Directive — Could you give back the whole listing below line for line and unchanged, leaving out only the picture lines?

# start of Source material

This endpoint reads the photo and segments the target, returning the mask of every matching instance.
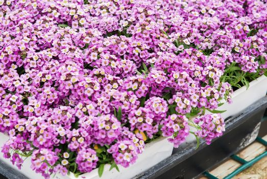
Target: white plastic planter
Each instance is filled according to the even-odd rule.
[[[246,86],[234,92],[232,95],[231,104],[226,102],[225,100],[221,100],[221,103],[224,104],[218,107],[216,110],[226,111],[221,114],[225,119],[229,117],[240,113],[246,107],[249,106],[260,98],[264,97],[267,93],[267,77],[262,75],[256,80],[251,82],[248,89]],[[206,111],[206,114],[211,114]],[[190,130],[195,131],[196,129],[190,127]],[[186,138],[186,142],[189,143],[196,140],[195,136],[189,134]]]
[[[219,107],[217,110],[226,110],[226,111],[221,114],[223,118],[226,119],[240,113],[264,97],[266,92],[267,77],[263,75],[251,82],[248,89],[246,86],[243,86],[235,91],[232,96],[233,102],[231,104],[225,103]]]
[[[8,137],[0,133],[0,147],[8,140]],[[172,154],[173,144],[167,141],[167,138],[161,138],[147,144],[143,153],[138,156],[136,162],[130,165],[128,168],[124,168],[118,165],[119,172],[115,168],[109,171],[110,165],[106,165],[103,174],[101,178],[98,175],[98,169],[95,169],[89,173],[81,174],[76,177],[73,173],[69,175],[62,176],[57,173],[54,178],[57,179],[127,179],[131,178],[142,171],[148,169],[162,160]],[[30,179],[41,179],[43,178],[41,174],[36,173],[31,168],[31,157],[26,159],[22,164],[21,170],[18,169],[16,166],[12,165],[10,159],[4,159],[3,154],[0,154],[0,160],[11,166],[14,169],[21,172],[25,176]],[[51,177],[52,178],[52,177]]]

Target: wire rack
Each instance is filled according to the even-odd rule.
[[[267,120],[267,116],[265,116],[263,117],[263,118],[262,119],[262,121],[266,121]],[[260,137],[257,137],[256,139],[256,141],[258,142],[261,143],[261,144],[263,145],[265,147],[267,147],[267,141],[263,140],[262,138]],[[267,148],[267,147],[266,147]],[[236,175],[238,173],[240,173],[242,171],[245,170],[247,168],[252,166],[253,164],[256,163],[257,162],[260,160],[261,159],[263,158],[264,157],[267,156],[267,150],[265,150],[264,152],[262,152],[262,153],[260,154],[258,156],[256,156],[254,159],[250,160],[249,161],[247,161],[246,160],[244,160],[244,159],[242,159],[238,156],[237,156],[236,154],[232,155],[230,157],[232,159],[236,161],[236,162],[239,163],[241,165],[242,165],[239,167],[237,168],[236,170],[235,170],[234,171],[233,171],[232,173],[228,174],[227,176],[225,176],[223,179],[230,179],[232,178],[234,176]],[[208,171],[204,172],[203,174],[207,177],[207,178],[209,179],[219,179],[217,177],[214,176],[213,175],[211,174],[210,173],[209,173]]]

# end of Source material

Response below —
This endpoint reads the photo and segments the target, returning the mask of every matching instance.
Target: white plastic planter
Each instance is filled according to the even-odd rule.
[[[246,86],[234,92],[232,95],[231,104],[226,102],[225,100],[221,100],[221,103],[224,104],[218,107],[216,110],[226,111],[221,114],[225,119],[229,117],[240,113],[246,107],[249,106],[260,98],[264,97],[267,93],[267,77],[262,75],[256,80],[251,82],[248,89]],[[206,111],[206,114],[211,114]],[[190,130],[195,131],[196,129],[190,127]],[[186,138],[186,142],[189,143],[196,140],[195,136],[189,134]]]
[[[219,107],[217,110],[226,110],[226,111],[221,114],[223,118],[226,119],[240,113],[264,97],[266,92],[267,77],[263,75],[251,82],[248,89],[246,86],[243,86],[235,91],[232,96],[233,102],[231,104],[225,103]]]
[[[8,137],[0,133],[0,147],[8,140]],[[172,154],[173,144],[167,141],[167,138],[161,138],[147,144],[143,153],[138,156],[136,162],[130,165],[128,168],[124,168],[118,165],[119,172],[115,168],[109,171],[110,165],[106,165],[103,174],[101,178],[98,175],[98,169],[95,169],[89,173],[81,174],[76,177],[73,173],[69,175],[62,176],[57,173],[54,178],[57,179],[127,179],[131,178],[142,171],[148,169],[162,160]],[[30,179],[41,179],[43,178],[41,174],[36,173],[31,168],[31,157],[26,159],[22,164],[21,170],[18,169],[16,166],[12,165],[10,159],[4,159],[3,154],[0,154],[0,160],[11,166],[14,169],[21,172],[25,176]],[[51,177],[52,178],[52,177]]]

Target: wire rack
Each instance is filled according to the even-odd rule.
[[[267,120],[267,116],[265,116],[263,117],[263,118],[262,119],[262,121],[266,121]],[[260,137],[257,137],[256,139],[256,141],[258,142],[261,143],[261,144],[263,145],[265,147],[267,147],[267,141],[263,140],[262,138]],[[267,148],[267,147],[266,147]],[[236,175],[238,173],[240,173],[242,171],[245,170],[247,168],[252,166],[253,164],[256,163],[257,162],[260,160],[261,159],[263,158],[264,157],[267,156],[267,150],[265,150],[264,152],[262,152],[262,153],[260,154],[258,156],[256,156],[254,159],[250,160],[249,161],[247,161],[246,160],[244,160],[244,159],[242,159],[238,156],[237,156],[236,154],[232,155],[230,157],[232,159],[236,161],[236,162],[239,163],[241,165],[242,165],[239,167],[237,168],[236,170],[235,170],[234,171],[233,171],[232,173],[228,174],[227,176],[225,176],[223,179],[230,179],[232,178],[234,176]],[[208,171],[204,172],[203,174],[207,177],[207,178],[209,179],[219,179],[217,177],[214,176],[213,175],[211,174],[210,173],[209,173]]]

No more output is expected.